As the official capital of the province of Quebec and one of the oldest settlements in North America, Quebec City requires very little presentation. In fact, I get a lot of emails about visitors planning a day trip to Quebec City from Montreal – but every time, my answer is the same: stay overnight. Not only are the train and bus schedules rather restrictive for day trips, but the city is just magical after nightfall and truly deserves a lot more than a rushed, quick-let’s-move-on-to-the-next-place few hours.
First time in Quebec City? Here’s everything you need to know.
Things To Do In Quebec City If You’re Visiting For The First Time
Take the ferry to Lévis
To get the best view of Quebec City, you need to leave Quebec City – just for a few minutes! There’s a ferry service between the capital and its adjacent neighbour Lévis, which means that for a handful of change you can cross the St. Lawrence River, sit back, and enjoy the view that unfolds before your eyes.

Excerpts from a detection dataset:
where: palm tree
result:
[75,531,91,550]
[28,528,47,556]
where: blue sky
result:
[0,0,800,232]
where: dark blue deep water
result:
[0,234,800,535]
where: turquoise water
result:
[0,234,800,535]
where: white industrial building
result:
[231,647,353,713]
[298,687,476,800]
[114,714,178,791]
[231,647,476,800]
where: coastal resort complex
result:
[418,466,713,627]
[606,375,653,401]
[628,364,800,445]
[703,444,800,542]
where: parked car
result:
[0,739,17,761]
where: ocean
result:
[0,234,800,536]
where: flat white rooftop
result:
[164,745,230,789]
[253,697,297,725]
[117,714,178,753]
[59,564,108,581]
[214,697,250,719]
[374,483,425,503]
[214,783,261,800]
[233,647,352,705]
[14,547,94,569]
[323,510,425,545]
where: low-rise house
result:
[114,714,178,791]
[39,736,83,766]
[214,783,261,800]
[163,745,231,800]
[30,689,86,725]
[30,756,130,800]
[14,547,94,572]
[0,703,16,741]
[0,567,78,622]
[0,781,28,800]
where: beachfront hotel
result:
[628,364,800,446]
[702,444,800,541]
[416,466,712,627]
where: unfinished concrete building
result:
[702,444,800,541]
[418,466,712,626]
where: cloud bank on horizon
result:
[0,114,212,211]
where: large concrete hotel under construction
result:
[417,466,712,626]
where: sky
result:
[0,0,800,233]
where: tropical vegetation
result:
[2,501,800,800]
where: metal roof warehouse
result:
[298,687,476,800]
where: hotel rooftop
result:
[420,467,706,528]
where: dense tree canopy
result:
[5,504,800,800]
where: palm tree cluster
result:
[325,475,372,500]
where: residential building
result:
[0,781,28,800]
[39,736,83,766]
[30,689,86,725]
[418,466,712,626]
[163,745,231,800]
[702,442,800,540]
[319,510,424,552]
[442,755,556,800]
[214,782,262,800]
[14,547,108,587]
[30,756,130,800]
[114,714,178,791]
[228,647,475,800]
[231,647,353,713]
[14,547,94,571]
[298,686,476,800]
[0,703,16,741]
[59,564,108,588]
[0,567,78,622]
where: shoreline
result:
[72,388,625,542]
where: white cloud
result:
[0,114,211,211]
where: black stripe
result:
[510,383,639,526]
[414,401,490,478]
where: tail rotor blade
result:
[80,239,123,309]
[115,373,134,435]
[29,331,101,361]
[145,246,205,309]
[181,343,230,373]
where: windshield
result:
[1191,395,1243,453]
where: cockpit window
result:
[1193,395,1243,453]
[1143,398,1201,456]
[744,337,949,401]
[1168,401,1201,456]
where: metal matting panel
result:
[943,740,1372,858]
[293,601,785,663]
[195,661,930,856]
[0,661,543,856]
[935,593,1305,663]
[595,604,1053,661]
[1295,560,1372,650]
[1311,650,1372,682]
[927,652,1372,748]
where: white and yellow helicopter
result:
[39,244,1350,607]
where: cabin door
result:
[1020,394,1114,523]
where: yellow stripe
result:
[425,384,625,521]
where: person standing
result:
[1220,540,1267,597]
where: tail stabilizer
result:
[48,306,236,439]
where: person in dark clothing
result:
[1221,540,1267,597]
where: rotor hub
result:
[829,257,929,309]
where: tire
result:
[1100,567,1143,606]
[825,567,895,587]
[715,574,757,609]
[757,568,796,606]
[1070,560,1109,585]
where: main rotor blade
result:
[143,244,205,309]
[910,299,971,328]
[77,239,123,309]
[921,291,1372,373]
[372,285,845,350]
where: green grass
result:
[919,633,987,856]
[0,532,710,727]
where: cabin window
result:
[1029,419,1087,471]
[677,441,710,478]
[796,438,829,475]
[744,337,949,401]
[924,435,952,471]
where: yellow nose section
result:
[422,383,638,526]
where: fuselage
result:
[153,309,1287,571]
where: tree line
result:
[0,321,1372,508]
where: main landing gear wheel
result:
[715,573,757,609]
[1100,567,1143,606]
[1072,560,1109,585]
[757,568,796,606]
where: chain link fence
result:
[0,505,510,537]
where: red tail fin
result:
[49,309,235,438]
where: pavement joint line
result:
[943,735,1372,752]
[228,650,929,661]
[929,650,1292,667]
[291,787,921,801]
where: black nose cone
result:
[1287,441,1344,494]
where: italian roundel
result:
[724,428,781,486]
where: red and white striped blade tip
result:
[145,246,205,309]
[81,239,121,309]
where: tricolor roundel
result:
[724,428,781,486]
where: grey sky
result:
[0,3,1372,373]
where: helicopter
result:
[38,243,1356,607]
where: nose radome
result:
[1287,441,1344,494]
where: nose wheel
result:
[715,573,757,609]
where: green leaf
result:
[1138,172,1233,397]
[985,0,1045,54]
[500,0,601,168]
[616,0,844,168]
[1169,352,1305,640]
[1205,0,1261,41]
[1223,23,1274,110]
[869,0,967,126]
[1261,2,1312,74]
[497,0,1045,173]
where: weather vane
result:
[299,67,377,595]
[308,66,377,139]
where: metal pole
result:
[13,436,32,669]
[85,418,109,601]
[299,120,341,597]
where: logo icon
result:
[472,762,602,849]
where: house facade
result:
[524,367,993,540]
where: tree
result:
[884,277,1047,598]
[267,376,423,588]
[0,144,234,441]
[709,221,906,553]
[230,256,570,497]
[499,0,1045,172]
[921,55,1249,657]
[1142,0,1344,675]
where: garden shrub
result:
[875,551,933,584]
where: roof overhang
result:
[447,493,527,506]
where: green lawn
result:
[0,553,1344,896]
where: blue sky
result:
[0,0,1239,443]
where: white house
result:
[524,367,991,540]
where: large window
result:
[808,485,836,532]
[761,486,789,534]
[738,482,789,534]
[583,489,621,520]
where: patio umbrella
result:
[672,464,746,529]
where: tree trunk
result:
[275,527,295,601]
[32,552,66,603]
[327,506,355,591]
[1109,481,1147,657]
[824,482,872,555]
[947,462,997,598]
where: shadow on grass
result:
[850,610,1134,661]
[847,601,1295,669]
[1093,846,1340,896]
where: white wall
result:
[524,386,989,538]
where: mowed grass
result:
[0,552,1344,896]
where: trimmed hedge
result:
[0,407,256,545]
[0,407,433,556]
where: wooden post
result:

## WHAT TO DO
Decide whether each statement agrees with the Quebec City travel piece, answering yes or no and quoting its deciding words: (a) The writer advises visitors coming from Montreal to stay overnight instead of making a day trip. (b) The piece says train and bus schedules make day trips convenient. (c) The ferry to Lévis crosses the St. Lawrence River.

## ANSWER TO THE EXERCISE
(a) Yes: "my answer is the same: stay overnight"
(b) No: "the train and bus schedules rather restrictive for day trips"
(c) Yes: "you can cross the St. Lawrence River"